Stated task 1: Check each statement against the pipeline text and answer yes or no, quoting the words that decide it: (a) Rocky Mountain supplies reach southern California through the Kern River Pipeline; (b) most of the storage capacity in the western states is in California; (c) supplies from western Canada reach southern California through the Southern Trails pipeline.

Extract:
----
Q. How do these supplies reach southern California?

A. Permian basin supplies reach southern California through the El Paso (EP) and Transwestern (TW) pipelines. San Juan supplies reach southern California through EP, TW, and Questar’s Southern Trails pipeline. Rocky Mountain supplies reach southern California through the Kern River Pipeline and can also reach southern California through Northwest Pipeline (NWP) and TransColorado Pipeline via El Paso. Supplies from western Canada reach southern California through Gas Transmission Northwest (GTN) and PG&E. The capacities of interstate pipelines directly serving California are shown in Table 2.

Table 2. Capacities of Interstate Pipelines Serving California

|Pipeline |Capacity (MMcfd) |

|Transwestern |1,210 |

|El Paso |3,710 |

|Kern River |1,830 |

|GTN |2,190 |

|Southern Trails |120 |

|Total |9,060 |

Q. How much natural gas storage capacity exists in the relevant market area?

A. Based on the Natural Gas Market Study by the CPUC and the CEC of February 8, 2006, there is 1,077 Bcf of storage capacity in the western states, 210 Bcf of which is in California.

Q. Do you have additional evidence that southern California is part of an integrated market that includes the four major producing basins and the state of California itself?
----
Stated task 2: Scale the rows, starting at the line containing "Could any black locomotive" and ending at the line containing "[482,510,508,538]". Write those lines out again with their requests, multiplying every coordinate in the answer boxes by 2 and rounding to whole numbers, halves up.

Data lines:
----
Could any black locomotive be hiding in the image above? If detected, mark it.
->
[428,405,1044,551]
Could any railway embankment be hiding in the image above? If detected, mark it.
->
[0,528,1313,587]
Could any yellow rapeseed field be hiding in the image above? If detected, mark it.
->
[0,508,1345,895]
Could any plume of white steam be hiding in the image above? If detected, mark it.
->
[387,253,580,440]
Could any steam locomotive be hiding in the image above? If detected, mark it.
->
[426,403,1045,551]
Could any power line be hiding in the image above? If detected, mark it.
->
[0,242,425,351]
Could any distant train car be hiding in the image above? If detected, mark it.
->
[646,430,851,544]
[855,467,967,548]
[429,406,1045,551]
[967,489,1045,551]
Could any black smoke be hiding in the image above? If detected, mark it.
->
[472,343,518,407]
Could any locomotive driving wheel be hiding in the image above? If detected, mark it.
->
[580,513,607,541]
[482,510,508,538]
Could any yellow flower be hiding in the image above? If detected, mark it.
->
----
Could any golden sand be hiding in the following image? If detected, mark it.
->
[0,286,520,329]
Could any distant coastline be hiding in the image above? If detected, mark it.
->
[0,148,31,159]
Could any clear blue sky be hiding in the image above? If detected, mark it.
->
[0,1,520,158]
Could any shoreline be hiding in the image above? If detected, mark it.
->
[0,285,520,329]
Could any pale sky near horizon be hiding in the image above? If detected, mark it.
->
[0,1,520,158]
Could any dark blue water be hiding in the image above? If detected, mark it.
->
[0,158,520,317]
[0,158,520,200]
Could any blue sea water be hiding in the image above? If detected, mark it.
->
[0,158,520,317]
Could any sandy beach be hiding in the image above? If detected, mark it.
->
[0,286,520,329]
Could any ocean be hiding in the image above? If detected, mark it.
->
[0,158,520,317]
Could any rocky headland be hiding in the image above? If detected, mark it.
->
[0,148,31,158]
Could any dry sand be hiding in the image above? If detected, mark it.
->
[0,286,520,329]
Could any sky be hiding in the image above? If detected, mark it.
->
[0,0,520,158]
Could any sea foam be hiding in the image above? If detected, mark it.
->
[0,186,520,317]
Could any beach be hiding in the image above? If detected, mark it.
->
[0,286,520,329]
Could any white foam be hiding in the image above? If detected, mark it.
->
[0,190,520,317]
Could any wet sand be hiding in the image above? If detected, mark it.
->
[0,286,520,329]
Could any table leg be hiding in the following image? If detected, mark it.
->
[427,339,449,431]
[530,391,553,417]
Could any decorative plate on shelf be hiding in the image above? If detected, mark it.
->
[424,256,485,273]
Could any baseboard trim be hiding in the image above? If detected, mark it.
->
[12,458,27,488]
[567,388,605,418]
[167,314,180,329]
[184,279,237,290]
----
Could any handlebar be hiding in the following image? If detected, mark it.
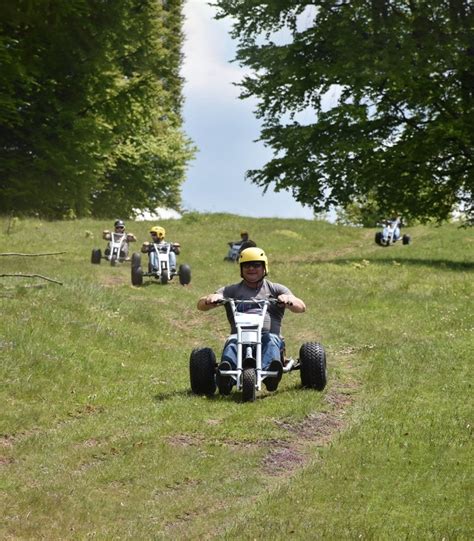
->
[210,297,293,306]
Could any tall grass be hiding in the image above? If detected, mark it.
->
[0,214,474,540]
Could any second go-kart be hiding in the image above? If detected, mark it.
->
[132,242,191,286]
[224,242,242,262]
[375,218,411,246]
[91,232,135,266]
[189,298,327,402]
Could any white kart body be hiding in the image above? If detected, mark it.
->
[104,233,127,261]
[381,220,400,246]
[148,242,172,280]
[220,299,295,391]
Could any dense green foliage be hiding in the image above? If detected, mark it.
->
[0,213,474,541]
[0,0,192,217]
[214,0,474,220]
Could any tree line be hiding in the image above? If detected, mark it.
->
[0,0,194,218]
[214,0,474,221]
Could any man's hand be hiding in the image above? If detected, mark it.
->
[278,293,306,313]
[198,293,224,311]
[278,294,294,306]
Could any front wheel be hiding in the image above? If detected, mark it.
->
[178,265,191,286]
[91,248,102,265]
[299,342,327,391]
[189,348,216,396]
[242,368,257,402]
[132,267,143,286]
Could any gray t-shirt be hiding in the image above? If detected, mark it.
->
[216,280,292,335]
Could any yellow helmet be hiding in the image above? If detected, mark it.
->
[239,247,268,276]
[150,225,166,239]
----
Task answer 1:
(a) Yes: "Rocky Mountain supplies reach southern California through the Kern River Pipeline"
(b) No: "there is 1,077 Bcf of storage capacity in the western states, 210 Bcf of which is in California"
(c) No: "Supplies from western Canada reach southern California through Gas Transmission Northwest (GTN) and PG&E"

Task answer 2:
Could any black locomotive be hiding in the image above? If detected, mark it.
->
[856,810,2088,1102]
Could any railway embankment be hiding in the image above? If detected, mark it.
->
[0,1056,2626,1174]
Could any yellow rapeseed field be hiding in the image above? If detected, mark it.
->
[0,1016,2690,1790]
Could any plume of white steam be hiding in the image above? If detected, mark it.
->
[774,506,1160,880]
Could any steam locomotive be hiding in the image above? If detected, mark it.
->
[852,806,2090,1102]
Could any power line be hiding in the image above? If detected, mark it.
->
[0,484,850,702]
Could any distant train car be hiding in the image above? If detected, mark it.
->
[1292,860,1702,1088]
[1710,934,1934,1096]
[858,812,2090,1102]
[1934,978,2090,1102]
Could any black smoke be hiding in the image above? If detected, mark it.
->
[944,686,1036,814]
Could any locomotive driving wheel be hiding in the image above? If detected, mark it.
->
[1160,1026,1214,1082]
[964,1020,1016,1076]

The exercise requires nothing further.